PROVIDED ENTRIES:
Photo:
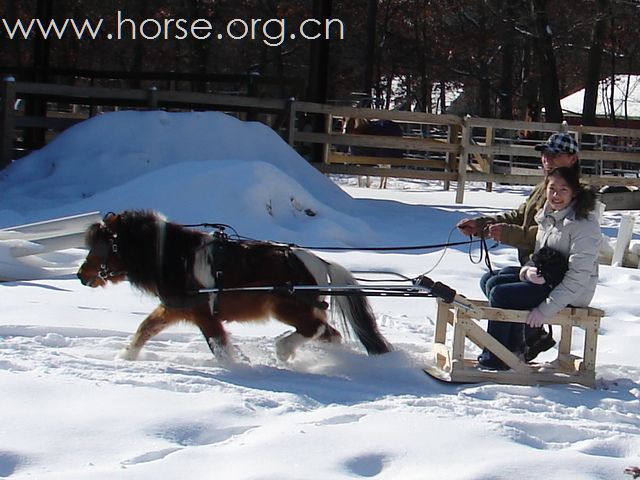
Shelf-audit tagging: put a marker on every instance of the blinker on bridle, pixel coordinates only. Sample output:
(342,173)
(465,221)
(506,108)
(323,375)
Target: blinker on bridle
(103,251)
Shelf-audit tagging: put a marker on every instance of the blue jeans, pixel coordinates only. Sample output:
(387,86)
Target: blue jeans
(505,290)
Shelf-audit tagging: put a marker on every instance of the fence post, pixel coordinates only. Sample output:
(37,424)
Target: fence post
(328,128)
(464,159)
(292,121)
(7,103)
(624,238)
(454,131)
(152,98)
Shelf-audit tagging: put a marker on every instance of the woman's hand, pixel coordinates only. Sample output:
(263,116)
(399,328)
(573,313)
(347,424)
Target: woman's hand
(530,274)
(536,318)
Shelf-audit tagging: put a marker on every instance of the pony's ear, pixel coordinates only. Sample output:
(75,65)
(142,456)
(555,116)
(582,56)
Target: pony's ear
(110,219)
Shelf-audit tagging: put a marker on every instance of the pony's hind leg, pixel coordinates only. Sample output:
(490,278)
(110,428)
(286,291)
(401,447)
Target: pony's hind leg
(215,335)
(310,323)
(157,321)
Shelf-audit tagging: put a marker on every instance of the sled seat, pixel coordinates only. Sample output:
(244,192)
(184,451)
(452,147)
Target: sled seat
(452,365)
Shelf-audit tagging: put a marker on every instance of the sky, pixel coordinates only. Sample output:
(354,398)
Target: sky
(72,408)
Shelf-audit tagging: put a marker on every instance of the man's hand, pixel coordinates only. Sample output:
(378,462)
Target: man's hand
(495,231)
(536,318)
(530,274)
(468,227)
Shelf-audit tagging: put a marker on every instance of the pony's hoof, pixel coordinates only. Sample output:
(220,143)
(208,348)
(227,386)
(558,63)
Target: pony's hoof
(128,354)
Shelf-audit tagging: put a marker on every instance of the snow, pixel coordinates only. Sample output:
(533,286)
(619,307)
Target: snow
(626,87)
(72,408)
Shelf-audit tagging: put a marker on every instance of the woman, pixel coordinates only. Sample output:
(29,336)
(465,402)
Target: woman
(568,225)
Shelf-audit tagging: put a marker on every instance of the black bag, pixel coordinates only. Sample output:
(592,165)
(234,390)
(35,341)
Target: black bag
(551,264)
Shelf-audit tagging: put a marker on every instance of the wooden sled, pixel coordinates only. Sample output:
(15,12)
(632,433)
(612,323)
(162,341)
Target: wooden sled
(450,364)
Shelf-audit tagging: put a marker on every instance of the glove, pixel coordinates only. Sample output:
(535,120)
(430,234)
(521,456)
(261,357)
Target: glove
(536,318)
(530,274)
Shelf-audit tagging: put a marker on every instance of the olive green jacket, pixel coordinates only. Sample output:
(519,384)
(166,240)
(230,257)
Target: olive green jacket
(521,228)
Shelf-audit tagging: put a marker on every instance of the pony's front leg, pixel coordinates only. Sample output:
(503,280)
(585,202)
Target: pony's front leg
(215,335)
(157,321)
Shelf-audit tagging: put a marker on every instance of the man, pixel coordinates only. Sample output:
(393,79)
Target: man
(518,227)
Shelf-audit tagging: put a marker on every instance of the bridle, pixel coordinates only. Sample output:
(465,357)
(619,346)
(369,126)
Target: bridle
(105,250)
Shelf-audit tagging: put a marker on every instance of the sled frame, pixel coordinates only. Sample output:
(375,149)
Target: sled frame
(451,365)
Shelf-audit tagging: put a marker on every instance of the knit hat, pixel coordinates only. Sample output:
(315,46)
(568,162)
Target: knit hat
(560,142)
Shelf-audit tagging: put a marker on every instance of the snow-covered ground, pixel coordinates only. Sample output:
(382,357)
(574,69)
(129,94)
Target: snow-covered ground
(70,408)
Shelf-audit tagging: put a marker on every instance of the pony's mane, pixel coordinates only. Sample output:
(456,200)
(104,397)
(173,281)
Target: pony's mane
(158,255)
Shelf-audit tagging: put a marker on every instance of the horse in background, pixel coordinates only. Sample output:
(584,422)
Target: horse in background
(173,263)
(361,126)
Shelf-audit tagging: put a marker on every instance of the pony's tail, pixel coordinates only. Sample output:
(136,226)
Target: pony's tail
(356,309)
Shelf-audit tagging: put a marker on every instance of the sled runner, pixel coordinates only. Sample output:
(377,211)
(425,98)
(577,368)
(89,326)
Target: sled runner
(452,364)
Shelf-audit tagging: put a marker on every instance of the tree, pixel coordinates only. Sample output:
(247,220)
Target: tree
(594,64)
(549,84)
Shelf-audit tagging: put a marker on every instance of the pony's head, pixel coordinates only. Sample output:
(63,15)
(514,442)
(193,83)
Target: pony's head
(103,263)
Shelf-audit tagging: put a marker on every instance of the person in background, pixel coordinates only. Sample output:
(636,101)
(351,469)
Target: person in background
(518,228)
(568,225)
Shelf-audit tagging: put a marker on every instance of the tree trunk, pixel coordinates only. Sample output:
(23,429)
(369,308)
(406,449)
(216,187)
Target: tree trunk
(370,48)
(506,78)
(549,84)
(594,64)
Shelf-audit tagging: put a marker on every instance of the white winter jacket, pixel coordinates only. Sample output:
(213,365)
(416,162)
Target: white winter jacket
(579,240)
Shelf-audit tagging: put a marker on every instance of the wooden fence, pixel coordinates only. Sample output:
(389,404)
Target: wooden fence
(68,105)
(465,149)
(447,148)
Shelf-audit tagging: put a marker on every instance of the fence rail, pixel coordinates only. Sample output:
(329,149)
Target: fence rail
(465,149)
(448,148)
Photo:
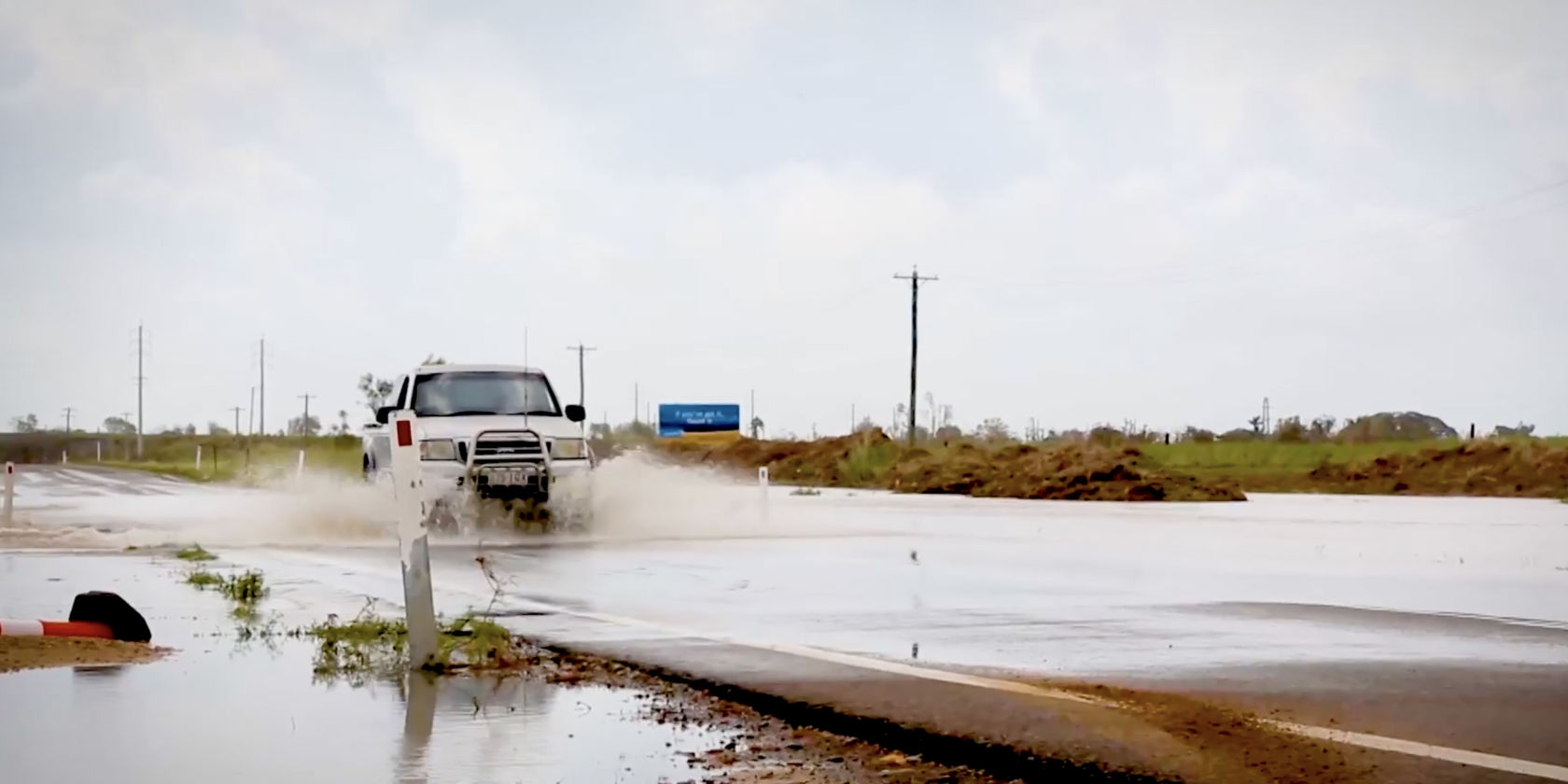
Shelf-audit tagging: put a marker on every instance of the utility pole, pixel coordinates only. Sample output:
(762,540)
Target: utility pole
(304,424)
(582,385)
(140,378)
(915,338)
(262,414)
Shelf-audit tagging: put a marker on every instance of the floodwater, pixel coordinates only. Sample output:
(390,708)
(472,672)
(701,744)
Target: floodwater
(1044,587)
(221,709)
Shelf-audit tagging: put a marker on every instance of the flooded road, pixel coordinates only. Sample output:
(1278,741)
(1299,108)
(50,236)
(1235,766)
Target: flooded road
(1392,615)
(249,710)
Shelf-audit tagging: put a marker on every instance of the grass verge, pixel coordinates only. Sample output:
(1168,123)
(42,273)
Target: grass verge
(195,553)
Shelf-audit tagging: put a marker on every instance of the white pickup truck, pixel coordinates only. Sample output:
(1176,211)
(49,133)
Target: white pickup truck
(491,440)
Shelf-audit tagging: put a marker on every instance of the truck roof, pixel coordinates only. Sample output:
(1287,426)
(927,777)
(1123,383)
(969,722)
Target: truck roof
(480,369)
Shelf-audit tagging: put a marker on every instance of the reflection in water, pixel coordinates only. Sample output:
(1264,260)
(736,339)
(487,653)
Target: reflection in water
(417,721)
(98,670)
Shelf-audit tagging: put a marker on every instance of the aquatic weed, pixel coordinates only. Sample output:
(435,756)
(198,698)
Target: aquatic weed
(195,553)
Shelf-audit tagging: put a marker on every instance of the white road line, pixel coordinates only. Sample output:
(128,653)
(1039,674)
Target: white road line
(1337,735)
(1424,749)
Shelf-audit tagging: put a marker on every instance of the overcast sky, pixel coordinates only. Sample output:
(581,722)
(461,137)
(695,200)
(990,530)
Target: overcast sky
(1157,210)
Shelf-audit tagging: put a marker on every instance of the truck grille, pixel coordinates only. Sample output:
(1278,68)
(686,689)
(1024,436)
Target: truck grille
(507,447)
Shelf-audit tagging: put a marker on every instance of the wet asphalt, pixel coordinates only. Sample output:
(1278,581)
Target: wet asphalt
(1432,620)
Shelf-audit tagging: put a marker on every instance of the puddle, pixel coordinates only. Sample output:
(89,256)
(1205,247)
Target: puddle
(223,709)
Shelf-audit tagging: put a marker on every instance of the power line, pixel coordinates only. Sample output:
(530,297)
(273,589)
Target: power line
(140,380)
(1349,246)
(304,424)
(915,338)
(582,394)
(260,416)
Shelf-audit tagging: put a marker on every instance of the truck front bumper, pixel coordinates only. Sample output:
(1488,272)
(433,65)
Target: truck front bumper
(451,479)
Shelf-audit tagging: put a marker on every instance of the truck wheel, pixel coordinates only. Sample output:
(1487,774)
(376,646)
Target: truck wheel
(441,518)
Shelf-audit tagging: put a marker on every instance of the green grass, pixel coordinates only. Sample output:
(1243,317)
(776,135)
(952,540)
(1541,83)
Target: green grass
(867,463)
(373,647)
(203,579)
(1272,455)
(195,553)
(242,588)
(228,458)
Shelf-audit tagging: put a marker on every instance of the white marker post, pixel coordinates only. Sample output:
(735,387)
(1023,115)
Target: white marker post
(413,535)
(9,490)
(763,483)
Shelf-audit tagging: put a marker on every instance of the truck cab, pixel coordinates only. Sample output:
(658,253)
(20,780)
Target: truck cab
(496,435)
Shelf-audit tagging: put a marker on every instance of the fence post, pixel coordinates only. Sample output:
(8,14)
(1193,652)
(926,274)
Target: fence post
(419,602)
(9,490)
(763,483)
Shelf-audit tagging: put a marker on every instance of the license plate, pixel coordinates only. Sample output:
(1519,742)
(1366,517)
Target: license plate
(509,475)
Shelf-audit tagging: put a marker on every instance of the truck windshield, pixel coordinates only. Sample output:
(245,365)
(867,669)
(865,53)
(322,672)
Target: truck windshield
(479,392)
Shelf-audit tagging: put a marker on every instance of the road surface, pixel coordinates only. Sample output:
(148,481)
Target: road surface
(1434,622)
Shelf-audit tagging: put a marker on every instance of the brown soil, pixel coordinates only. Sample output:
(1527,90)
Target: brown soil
(1233,745)
(1489,468)
(872,460)
(765,749)
(29,652)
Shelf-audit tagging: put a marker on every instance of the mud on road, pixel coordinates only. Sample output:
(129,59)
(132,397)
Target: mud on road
(29,652)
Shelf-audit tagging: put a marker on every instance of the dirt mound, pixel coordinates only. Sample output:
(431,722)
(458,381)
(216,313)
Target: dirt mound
(1487,468)
(872,460)
(1068,472)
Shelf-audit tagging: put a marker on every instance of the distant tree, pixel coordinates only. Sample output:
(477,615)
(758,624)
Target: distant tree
(1323,428)
(304,427)
(1197,435)
(634,433)
(377,391)
(1396,426)
(118,427)
(1291,430)
(1106,435)
(994,431)
(1515,431)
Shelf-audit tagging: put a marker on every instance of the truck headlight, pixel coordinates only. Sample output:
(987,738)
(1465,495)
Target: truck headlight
(438,449)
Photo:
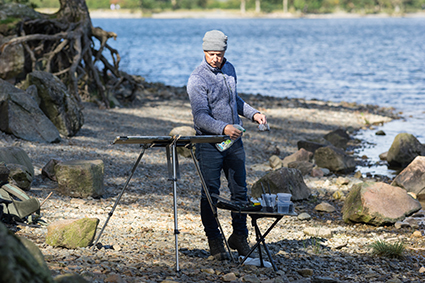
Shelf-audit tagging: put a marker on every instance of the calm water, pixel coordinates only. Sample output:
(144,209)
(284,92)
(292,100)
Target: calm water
(368,61)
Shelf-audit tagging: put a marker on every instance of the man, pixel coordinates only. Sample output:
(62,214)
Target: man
(216,107)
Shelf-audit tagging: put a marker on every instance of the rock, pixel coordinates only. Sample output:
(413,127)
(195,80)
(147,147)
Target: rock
(412,178)
(334,159)
(319,232)
(57,103)
(4,173)
(275,162)
(183,131)
(283,180)
(300,155)
(16,155)
(21,116)
(12,59)
(305,272)
(325,207)
(18,263)
(304,167)
(309,146)
(404,149)
(80,178)
(416,234)
(20,176)
(49,169)
(74,278)
(229,277)
(383,156)
(304,216)
(338,138)
(72,233)
(378,204)
(323,280)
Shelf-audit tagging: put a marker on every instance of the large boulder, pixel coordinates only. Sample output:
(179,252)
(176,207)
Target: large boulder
(80,178)
(15,155)
(404,149)
(412,178)
(300,155)
(12,60)
(334,159)
(56,102)
(338,138)
(283,180)
(18,263)
(72,233)
(21,116)
(378,204)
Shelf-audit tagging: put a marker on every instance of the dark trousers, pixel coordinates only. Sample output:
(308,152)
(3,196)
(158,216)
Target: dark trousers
(232,162)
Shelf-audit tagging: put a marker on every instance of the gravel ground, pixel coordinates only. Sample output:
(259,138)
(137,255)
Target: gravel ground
(139,242)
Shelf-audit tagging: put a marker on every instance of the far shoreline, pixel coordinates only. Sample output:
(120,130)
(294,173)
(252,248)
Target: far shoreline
(230,14)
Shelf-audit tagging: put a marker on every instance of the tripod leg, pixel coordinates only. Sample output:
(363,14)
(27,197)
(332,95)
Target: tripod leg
(213,208)
(120,195)
(176,228)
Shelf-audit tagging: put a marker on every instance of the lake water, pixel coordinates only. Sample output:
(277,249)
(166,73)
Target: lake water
(378,61)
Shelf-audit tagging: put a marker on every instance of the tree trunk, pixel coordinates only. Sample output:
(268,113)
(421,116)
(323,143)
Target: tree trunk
(63,44)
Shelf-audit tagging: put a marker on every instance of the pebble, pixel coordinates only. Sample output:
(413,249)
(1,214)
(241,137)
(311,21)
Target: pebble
(141,229)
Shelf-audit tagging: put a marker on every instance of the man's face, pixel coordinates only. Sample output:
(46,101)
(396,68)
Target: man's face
(214,58)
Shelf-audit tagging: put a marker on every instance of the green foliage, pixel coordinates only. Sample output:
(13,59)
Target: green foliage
(382,248)
(305,6)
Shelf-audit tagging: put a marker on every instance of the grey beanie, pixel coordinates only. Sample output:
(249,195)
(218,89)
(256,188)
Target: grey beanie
(214,40)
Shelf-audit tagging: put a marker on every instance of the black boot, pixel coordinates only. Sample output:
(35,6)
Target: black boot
(217,249)
(240,243)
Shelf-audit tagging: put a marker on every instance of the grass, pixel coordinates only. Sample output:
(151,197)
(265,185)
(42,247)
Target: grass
(392,250)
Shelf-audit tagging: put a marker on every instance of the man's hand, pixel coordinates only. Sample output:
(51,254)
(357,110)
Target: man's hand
(260,118)
(232,132)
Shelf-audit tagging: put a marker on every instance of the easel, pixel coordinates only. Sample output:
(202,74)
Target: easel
(171,144)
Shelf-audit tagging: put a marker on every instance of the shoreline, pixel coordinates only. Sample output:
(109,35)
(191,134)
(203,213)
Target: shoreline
(230,14)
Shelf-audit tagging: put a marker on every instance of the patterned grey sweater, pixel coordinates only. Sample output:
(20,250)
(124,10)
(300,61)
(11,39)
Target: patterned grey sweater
(214,99)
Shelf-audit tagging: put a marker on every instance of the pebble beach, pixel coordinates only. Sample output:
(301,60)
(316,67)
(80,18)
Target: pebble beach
(138,244)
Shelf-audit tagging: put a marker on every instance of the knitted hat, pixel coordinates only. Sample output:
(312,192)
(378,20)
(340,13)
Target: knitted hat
(214,40)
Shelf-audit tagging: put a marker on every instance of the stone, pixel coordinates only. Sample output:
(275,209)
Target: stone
(49,169)
(72,233)
(304,216)
(80,178)
(334,159)
(304,167)
(283,180)
(338,138)
(183,131)
(275,162)
(20,176)
(12,59)
(300,155)
(412,178)
(309,146)
(56,102)
(19,264)
(319,232)
(4,173)
(16,155)
(20,116)
(325,207)
(229,277)
(378,204)
(73,278)
(404,149)
(305,272)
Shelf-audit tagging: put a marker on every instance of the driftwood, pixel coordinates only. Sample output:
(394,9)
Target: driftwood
(63,44)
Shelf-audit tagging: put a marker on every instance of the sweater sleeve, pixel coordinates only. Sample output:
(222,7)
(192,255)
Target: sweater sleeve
(202,116)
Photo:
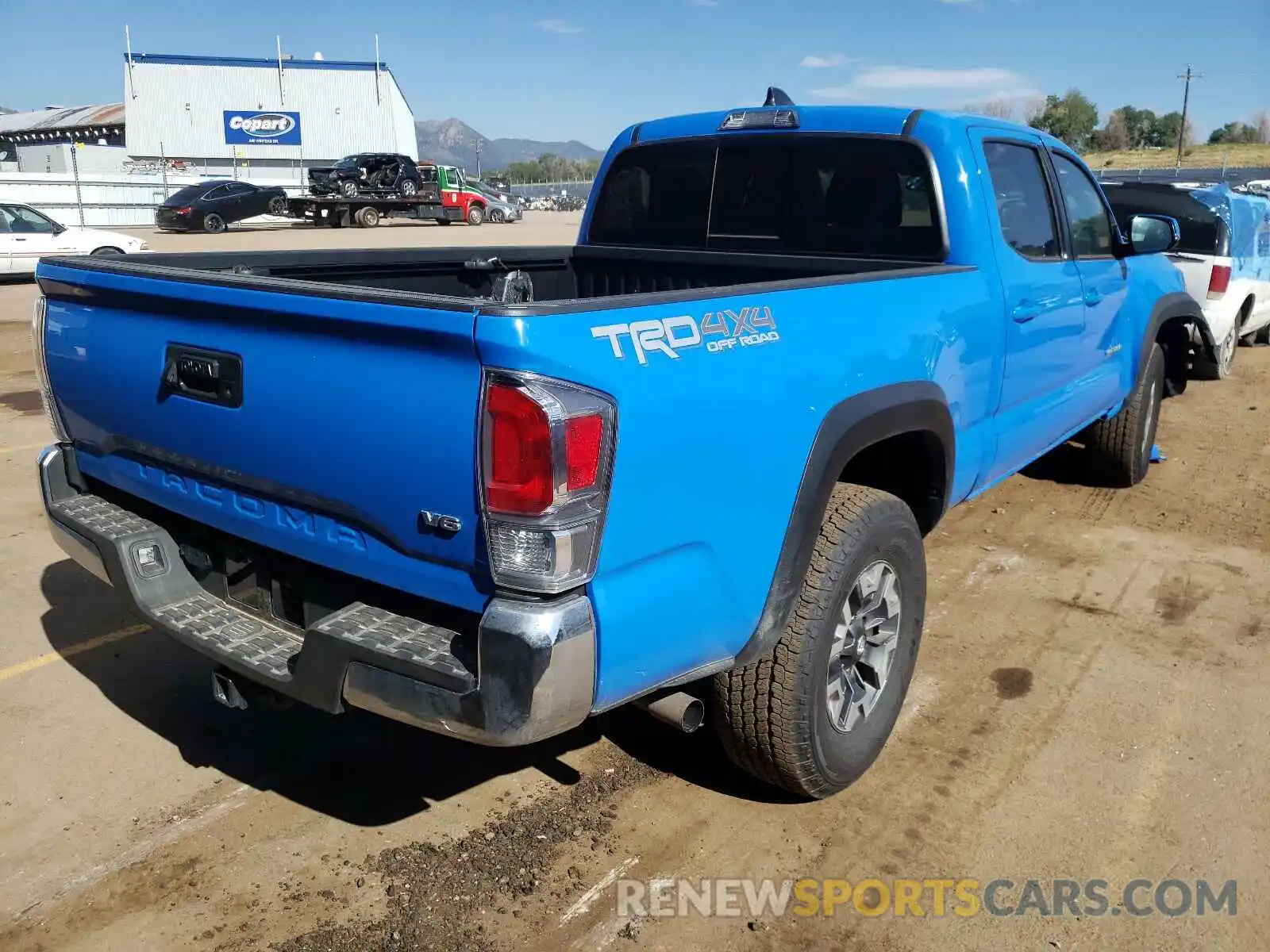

SHORT PROBLEM:
Copy everything from the line containing "pebble beach, pixel" down to the end of the records, requests included, and leave the pictures out. Multiply each pixel coordinate in the answers by 0.75 and round to whole numbers, halves up, but leave the numbers in the requests and their sample outputs unchanged.

RESPONSE TO THIS TASK:
Shelf-audit tagging: put a marker on every instance of the pebble beach, pixel coordinates only. Sample output:
(301,60)
(316,67)
(80,18)
Target: pebble beach
(104,183)
Shelf-audit tagging: put a marker on every instance of the knitted hat, pixel coordinates only. Sample output:
(312,192)
(378,20)
(340,13)
Target: knitted hat
(161,30)
Shelf-audit tagging: put a marker on every instance of the stone, pixel coordinates only. Sample output:
(275,209)
Target: stone
(37,127)
(54,175)
(228,162)
(60,134)
(251,119)
(228,125)
(212,135)
(254,104)
(137,98)
(206,122)
(15,132)
(9,44)
(225,116)
(309,134)
(232,110)
(42,77)
(14,198)
(239,174)
(3,130)
(12,116)
(15,87)
(244,155)
(172,208)
(284,153)
(55,209)
(303,112)
(229,204)
Shelf-audit tagging: put a marker on every instance of the driftwood, pixel coordinates only. Sample output:
(394,9)
Target: driftwood
(47,33)
Shelf-audit tagging: put a marker on every instance of the sweater sleeve, pixel coordinates only. Sample output:
(222,7)
(192,255)
Target: sweater sleeve
(152,87)
Photo:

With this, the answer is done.